Retype the stretch of the records from the line containing "with red helmet, written as integer pixel values." through the end of the records, both ends included and unchanged.

Excerpts from a location annotation dataset
- - -

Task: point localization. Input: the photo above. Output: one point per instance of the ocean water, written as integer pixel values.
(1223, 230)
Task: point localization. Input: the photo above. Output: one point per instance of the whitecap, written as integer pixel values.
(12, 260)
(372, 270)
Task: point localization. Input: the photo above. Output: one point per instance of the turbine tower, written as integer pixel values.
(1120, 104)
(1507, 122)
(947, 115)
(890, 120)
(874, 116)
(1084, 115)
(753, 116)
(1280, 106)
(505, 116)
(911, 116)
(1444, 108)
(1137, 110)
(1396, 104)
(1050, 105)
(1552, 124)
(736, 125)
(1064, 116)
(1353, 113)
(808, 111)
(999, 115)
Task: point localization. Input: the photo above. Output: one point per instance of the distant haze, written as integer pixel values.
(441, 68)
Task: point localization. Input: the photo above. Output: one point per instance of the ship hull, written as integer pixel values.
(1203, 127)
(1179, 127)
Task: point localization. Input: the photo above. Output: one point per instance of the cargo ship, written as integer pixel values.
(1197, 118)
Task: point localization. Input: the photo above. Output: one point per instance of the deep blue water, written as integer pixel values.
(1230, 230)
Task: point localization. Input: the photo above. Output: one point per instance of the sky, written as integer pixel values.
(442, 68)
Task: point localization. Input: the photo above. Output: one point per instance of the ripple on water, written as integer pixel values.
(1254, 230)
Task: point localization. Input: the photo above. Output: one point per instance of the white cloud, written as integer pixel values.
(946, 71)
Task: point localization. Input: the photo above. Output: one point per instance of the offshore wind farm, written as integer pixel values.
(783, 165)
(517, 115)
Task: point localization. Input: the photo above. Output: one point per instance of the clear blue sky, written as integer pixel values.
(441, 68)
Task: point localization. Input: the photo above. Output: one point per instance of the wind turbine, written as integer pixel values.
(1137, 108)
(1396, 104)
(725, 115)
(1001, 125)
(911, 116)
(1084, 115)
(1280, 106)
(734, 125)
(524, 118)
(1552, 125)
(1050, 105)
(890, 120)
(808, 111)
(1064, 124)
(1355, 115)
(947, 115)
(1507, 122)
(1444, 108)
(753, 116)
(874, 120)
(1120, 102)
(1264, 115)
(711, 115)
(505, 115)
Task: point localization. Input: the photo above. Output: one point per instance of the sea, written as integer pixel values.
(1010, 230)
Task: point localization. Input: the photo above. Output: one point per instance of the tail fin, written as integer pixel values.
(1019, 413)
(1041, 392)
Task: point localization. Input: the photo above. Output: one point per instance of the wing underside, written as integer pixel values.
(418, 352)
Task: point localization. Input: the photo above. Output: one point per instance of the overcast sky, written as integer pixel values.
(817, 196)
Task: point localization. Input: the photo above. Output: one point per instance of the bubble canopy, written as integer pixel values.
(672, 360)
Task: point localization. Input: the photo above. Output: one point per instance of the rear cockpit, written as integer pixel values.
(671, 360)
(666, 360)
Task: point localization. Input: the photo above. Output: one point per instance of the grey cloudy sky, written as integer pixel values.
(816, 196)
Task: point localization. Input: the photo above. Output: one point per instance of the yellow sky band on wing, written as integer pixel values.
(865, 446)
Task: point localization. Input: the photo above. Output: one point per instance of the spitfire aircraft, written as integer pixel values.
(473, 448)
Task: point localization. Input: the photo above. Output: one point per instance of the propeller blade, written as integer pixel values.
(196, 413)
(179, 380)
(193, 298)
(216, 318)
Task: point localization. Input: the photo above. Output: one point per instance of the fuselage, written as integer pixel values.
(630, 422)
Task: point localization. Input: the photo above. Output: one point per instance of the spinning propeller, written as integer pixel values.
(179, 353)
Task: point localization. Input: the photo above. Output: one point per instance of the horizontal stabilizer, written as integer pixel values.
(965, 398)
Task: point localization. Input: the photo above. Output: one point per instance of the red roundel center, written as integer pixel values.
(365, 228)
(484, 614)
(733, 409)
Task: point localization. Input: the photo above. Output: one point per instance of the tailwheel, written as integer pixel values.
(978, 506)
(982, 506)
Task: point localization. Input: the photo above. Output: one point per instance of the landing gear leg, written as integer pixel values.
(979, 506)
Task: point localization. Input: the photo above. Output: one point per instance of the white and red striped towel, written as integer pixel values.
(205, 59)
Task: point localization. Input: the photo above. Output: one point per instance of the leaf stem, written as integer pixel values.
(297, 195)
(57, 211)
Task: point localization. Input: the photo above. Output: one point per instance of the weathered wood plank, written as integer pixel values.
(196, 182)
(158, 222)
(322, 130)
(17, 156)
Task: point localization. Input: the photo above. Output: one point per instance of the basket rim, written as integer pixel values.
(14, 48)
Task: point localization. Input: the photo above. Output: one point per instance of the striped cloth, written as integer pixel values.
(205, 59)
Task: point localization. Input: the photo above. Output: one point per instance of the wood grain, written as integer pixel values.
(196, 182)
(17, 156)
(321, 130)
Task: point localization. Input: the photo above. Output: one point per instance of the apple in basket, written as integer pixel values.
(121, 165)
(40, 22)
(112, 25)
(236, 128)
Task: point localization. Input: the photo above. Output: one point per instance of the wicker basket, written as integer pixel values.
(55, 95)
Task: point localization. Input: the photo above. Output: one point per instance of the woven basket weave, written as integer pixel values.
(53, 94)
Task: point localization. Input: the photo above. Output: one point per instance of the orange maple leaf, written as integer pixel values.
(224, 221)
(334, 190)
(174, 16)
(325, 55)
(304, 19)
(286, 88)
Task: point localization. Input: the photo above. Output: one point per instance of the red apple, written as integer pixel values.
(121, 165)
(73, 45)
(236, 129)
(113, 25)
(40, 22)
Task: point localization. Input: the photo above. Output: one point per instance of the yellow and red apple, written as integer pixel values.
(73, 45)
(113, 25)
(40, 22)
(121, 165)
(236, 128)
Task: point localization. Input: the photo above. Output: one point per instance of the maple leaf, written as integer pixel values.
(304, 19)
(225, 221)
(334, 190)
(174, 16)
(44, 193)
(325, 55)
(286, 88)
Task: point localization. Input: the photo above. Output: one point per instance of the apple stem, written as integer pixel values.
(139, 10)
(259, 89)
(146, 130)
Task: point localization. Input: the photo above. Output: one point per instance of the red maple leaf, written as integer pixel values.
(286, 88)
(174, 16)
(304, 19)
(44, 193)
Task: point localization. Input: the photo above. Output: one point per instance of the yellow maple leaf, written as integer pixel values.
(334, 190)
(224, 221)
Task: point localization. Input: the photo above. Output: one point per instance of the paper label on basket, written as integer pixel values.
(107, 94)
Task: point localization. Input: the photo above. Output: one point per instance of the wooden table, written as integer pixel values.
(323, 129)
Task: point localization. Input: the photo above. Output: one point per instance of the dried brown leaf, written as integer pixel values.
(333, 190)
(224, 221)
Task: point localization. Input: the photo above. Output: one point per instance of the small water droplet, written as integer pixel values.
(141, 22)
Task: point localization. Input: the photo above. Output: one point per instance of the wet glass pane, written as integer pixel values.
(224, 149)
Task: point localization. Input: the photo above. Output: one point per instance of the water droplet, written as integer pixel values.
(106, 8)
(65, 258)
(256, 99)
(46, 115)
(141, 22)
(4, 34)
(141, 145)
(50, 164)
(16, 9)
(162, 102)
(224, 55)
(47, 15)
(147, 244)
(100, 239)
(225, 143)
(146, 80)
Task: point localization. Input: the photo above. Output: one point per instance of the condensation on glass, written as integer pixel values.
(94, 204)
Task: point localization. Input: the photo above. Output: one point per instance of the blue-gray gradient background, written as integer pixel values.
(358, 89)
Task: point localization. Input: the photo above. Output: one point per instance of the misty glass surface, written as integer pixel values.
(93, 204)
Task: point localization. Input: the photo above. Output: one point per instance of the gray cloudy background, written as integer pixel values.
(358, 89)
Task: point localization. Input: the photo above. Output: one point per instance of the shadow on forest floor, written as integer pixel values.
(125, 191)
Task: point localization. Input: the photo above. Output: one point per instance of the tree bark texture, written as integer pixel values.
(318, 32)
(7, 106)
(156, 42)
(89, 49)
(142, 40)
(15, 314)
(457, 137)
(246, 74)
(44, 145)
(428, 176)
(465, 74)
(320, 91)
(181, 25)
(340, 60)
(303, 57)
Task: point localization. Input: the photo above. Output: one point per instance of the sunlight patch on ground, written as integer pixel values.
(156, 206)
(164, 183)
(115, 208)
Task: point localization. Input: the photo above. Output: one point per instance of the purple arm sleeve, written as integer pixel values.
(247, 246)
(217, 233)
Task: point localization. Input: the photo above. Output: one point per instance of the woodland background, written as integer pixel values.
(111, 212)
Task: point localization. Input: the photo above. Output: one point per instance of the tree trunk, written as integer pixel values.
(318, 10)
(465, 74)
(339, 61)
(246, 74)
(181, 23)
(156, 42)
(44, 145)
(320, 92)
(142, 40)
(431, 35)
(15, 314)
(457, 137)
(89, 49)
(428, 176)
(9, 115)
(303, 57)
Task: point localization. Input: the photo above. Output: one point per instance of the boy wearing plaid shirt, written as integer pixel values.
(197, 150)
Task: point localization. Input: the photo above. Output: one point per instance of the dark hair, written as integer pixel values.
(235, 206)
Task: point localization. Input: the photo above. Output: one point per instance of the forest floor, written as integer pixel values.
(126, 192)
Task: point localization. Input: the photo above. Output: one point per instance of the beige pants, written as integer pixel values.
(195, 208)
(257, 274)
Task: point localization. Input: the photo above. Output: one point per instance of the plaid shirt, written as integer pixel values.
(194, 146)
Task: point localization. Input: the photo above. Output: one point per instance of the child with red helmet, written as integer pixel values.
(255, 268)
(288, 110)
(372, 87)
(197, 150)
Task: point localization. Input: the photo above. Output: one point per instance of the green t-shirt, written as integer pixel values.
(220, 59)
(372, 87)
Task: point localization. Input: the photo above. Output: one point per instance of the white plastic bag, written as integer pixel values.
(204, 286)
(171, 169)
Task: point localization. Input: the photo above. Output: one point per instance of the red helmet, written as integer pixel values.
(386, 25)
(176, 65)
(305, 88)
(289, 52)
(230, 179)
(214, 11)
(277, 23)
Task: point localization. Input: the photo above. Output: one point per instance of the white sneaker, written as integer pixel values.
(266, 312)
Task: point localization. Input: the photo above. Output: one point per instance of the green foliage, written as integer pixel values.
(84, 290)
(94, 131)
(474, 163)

- - -

EXERCISE RESPONSE:
Task: point localization. Input: the photo above. Output: one point per instance of the child with red helmet, written as integer pixel values.
(255, 268)
(288, 110)
(372, 87)
(197, 150)
Task: point localization. Input: the photo above. Output: one point per instance of the green t-shirt, written as integer pixel values.
(220, 59)
(372, 87)
Task: point localization. Input: the photo above. Output: one point per instance of the white plastic bag, written as integer pixel values.
(204, 286)
(171, 169)
Task: point localization. Input: the photo above. Output: one point per instance of the red helmet, written as integer pixel values.
(386, 25)
(176, 65)
(305, 88)
(289, 52)
(230, 179)
(214, 11)
(277, 23)
Task: point localization. Input: the photo above. Output: one point per instance of the white sneaker, written as integer pixel values.
(266, 312)
Task: point localization. Input: the photo above. Output: one point per instance of the green foliage, written as integer pixel values.
(84, 290)
(94, 131)
(474, 163)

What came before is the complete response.